== Action item ==
This exercise calls for an exact transcription. Set down every record below.

== Data to use ==
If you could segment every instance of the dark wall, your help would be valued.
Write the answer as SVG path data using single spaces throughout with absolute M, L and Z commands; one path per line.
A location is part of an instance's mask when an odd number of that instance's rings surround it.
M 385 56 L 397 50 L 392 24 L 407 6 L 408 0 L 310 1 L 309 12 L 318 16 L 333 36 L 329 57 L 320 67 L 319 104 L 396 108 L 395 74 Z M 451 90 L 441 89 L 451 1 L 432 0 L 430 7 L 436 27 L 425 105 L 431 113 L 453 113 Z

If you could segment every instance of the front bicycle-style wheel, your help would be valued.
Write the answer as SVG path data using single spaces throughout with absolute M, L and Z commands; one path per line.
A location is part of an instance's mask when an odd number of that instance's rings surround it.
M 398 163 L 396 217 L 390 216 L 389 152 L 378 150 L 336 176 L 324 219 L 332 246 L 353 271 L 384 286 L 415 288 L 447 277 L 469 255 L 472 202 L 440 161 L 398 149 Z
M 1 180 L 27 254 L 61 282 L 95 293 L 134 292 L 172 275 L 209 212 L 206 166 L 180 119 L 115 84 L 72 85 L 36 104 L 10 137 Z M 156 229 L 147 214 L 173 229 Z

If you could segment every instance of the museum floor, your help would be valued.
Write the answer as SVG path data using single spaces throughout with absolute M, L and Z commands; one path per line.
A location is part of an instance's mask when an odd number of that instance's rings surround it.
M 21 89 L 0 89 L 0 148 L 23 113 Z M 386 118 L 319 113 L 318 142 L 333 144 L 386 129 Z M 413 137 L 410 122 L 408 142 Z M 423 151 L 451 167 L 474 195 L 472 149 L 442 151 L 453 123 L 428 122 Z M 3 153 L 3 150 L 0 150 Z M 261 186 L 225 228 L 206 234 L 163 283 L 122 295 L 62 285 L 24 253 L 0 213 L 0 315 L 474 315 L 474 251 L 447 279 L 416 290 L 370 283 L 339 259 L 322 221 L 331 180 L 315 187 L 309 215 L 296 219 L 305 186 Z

== Reply to the exercise ==
If you could segment every instance of the dark wall, your help would be valued.
Write the answer as SVG path data using single spaces throughout with absolute M, L and Z commands; one path per line.
A location is part of an instance's mask when an odd number of that instance's rings surround it.
M 385 56 L 397 50 L 392 24 L 407 6 L 408 0 L 310 1 L 309 12 L 318 16 L 333 36 L 329 57 L 320 67 L 319 104 L 396 108 L 395 74 Z M 451 90 L 441 89 L 451 1 L 432 0 L 430 7 L 436 27 L 425 105 L 431 113 L 453 113 Z

If you could segment every instance of the front bicycle-style wheel, your help would be valued.
Write the answer as SVG path data using single spaces throughout with absolute M, L and Z commands; one path per line.
A location is part of an instance's mask when an odd number of that instance's rings surround it.
M 398 163 L 396 217 L 390 216 L 389 152 L 378 150 L 336 176 L 324 219 L 332 246 L 353 271 L 384 286 L 415 288 L 447 277 L 469 255 L 472 202 L 440 161 L 398 149 Z
M 1 180 L 27 254 L 61 282 L 95 293 L 134 292 L 172 275 L 209 212 L 206 166 L 180 119 L 115 84 L 72 85 L 36 104 L 10 137 Z M 156 229 L 147 214 L 173 229 Z

If you could segment every instance of the museum floor, your help would be valued.
Write the answer as SVG path data using single spaces throughout with absolute M, L and Z commands; one path per line.
A location is part of an instance's mask when an odd number of that instance's rings surround it.
M 21 89 L 0 89 L 0 148 L 23 113 Z M 386 118 L 319 113 L 318 142 L 333 144 L 386 129 Z M 413 137 L 410 122 L 408 142 Z M 423 151 L 451 167 L 474 195 L 472 149 L 442 151 L 453 123 L 428 122 Z M 3 153 L 3 150 L 0 150 Z M 261 186 L 225 228 L 206 234 L 163 283 L 122 295 L 62 285 L 24 253 L 0 213 L 0 315 L 474 315 L 474 251 L 447 279 L 416 290 L 370 283 L 339 259 L 322 221 L 331 180 L 315 187 L 309 215 L 296 219 L 305 186 Z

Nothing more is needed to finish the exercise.